▶ _WHAT YOU WILL DO_
Without changing a word, repeat the data, and include no pictures.
··· DATA TO PROCESS
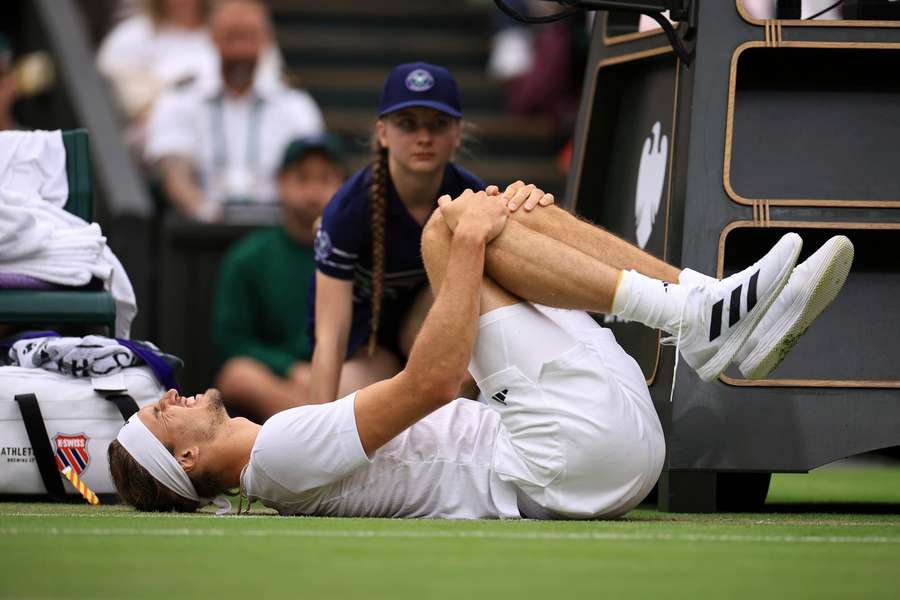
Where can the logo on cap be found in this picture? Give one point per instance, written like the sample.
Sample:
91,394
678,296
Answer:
419,80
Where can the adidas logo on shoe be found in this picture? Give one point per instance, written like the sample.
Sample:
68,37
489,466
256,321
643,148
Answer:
708,341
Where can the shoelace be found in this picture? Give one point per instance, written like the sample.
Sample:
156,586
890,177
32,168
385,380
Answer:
668,341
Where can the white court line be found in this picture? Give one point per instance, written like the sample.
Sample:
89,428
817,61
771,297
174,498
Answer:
443,535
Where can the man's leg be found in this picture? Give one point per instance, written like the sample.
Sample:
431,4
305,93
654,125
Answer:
712,325
580,436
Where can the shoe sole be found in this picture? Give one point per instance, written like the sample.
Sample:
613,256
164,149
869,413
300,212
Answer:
710,370
805,309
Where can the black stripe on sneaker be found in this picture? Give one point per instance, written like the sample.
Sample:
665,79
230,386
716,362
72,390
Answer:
751,291
734,309
715,325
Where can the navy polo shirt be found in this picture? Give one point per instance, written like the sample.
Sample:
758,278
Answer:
343,250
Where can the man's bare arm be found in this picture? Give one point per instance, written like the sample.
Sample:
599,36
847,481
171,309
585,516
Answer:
440,356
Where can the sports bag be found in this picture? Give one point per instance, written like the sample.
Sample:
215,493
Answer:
49,421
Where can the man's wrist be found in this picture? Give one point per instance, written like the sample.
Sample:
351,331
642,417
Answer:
470,233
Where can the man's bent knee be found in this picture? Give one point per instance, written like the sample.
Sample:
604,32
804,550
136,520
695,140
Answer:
435,240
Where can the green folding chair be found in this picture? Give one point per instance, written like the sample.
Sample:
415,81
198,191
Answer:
65,307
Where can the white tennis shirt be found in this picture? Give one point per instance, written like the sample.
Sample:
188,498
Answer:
309,461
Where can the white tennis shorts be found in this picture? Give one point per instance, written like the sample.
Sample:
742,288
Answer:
580,437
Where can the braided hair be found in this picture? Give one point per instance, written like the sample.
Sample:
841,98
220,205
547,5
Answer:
377,203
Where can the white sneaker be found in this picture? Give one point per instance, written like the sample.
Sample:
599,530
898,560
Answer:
719,316
810,289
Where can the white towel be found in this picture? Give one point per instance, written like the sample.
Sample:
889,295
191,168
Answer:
34,162
39,238
91,356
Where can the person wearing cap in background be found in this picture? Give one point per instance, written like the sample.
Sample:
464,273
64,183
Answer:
259,318
370,286
7,86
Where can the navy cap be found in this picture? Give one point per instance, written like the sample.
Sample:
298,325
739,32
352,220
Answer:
328,144
420,84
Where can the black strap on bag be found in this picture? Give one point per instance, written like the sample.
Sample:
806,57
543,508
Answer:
125,403
40,440
40,445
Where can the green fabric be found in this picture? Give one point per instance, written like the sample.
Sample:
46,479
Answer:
261,302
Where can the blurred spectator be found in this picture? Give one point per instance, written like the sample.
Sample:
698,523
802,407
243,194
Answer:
259,329
165,45
541,66
220,141
7,85
512,45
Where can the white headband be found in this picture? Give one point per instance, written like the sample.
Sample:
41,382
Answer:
148,451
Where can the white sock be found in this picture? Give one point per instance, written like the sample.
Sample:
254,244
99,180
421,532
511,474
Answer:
654,303
689,277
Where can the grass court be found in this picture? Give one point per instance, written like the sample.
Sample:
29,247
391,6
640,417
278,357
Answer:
834,533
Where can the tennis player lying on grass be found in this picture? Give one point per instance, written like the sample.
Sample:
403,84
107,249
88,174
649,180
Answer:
568,431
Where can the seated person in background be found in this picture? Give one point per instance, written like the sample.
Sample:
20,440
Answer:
259,319
220,141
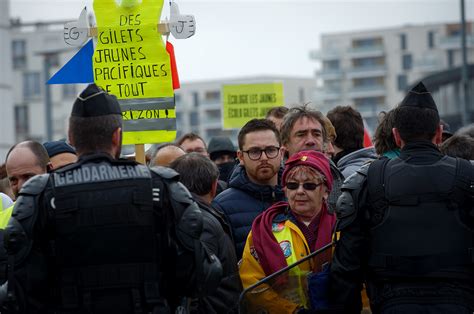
······
▶ _TASK OUTPUT_
Where can the logo on cap be found in this picture? Give one point per instance, written like the sample.
Sample:
91,394
678,296
Answer:
419,80
Where can the adidas logo on shoe be found in this picture? Give one point per instance, written like the sample.
Sample:
68,37
489,466
256,321
643,148
Answer:
708,341
Where can the shoelace be found in this picture? Give one point per instance, written like the sample.
Sample:
156,586
890,177
32,168
385,380
Answer:
668,341
Where can the white court line be found in this picture? Give one point per instance, written like the sample.
Sample:
89,428
817,61
771,297
174,498
Answer:
443,535
Where can the man's leg be found in this picture? Give one point per instance, written like the sample.
Sample:
431,4
305,93
654,125
Answer:
712,325
580,436
Where can the shoe sole be found in this picture? Give one point per instance, written like the sample.
Sample:
613,256
164,149
869,413
300,212
Answer:
710,370
805,309
Where can the black stripe on sneaker be found in this picture? Give one point per instance, written like the sample.
Sample:
665,79
230,386
716,362
72,390
Answer:
751,291
734,309
715,325
Where can the navy polo shirt be found in this picture? Give one point per instance, written like the sample.
Sample:
758,278
Answer:
343,250
Where can the man's bare arm be found in this picture? Give one point per instance, written like the sample.
Sample:
599,36
847,481
171,309
585,516
Answer:
440,356
Where can the sports bag be found in this picture? Give one point per instance, written like the sample.
Sample:
215,493
Answer:
49,421
Where can the man's wrist be found in this picture? Give one point per instance, written like the sample.
Sample:
351,331
642,417
Answer:
470,233
Where can the man's bent knee be found in this picture? Give one point per instance, written like the sample.
Sample:
604,32
804,550
136,520
695,140
Answer:
435,240
Where can the green folding chair be found in this picture? Give one point per instance, written like the sample.
Sample:
415,81
198,191
Answer:
65,307
Where can the white tennis shirt be found in this picture? Give one point per instance, written like the sample.
Sample:
188,498
Answer:
309,461
Where can the white tennis shorts be found in this picture? Give one point per instance, written like the sample.
Sample:
742,288
Answer:
580,437
Where can the braided hair be found in this picture? Give one point per instance, written like the sample.
Sample:
841,98
220,205
547,5
Answer:
377,203
Where can the white sneaker be found in this picture? Give one point per instance, written like the sample.
Sample:
599,530
898,560
Answer:
719,316
810,289
Where can the white towel be found in this picture? Give one point per instance, written like the sample.
Sample:
889,295
191,168
Answer:
34,162
39,238
91,356
Where can the person wearing cap in background be found in this picture? Give one point per instance, written like the sample.
Sample:
464,273
64,183
Answer:
259,318
370,286
7,86
Where can the navy cap be found in this picture? Give one point per instance, written like the sample.
Sample:
298,325
739,32
352,220
Answer:
328,144
420,84
Where can the black strap on bag be found in this picture? Give one point per instance, written like the sample.
Sample:
806,57
543,508
Answer:
125,403
40,440
40,445
Where can the green fabric be found in this picture? Give one point per instance, written like the sample.
Sample:
46,479
Answer:
261,302
Where can the blurred spectator be found in this picture? Give one point per instance, written like the sample.
Sample:
698,523
802,407
243,194
Answer:
259,329
165,45
541,66
220,141
7,85
512,45
Where can the white headband be found in this picture? Give one point per instance, written like the sample.
Sample:
41,382
Answer:
148,451
Where can the white sock be found in this picture? Give one point per instance, written like the sample.
Sample:
254,244
99,180
421,532
511,474
Answer:
654,303
689,277
Where can the grass court be found in this picture? Give one point per instance, written like the sample.
Sample:
29,247
391,6
640,417
278,357
Answer:
834,533
Where can the tennis player lying on grass be found in this picture? Give one point per instance, written like the sample.
Sample:
403,84
107,249
88,174
649,180
Answer:
568,431
Where can the seated person in background be found in this picture? Give one point per instance, written like the sample.
Sample:
20,440
Answer:
259,319
220,141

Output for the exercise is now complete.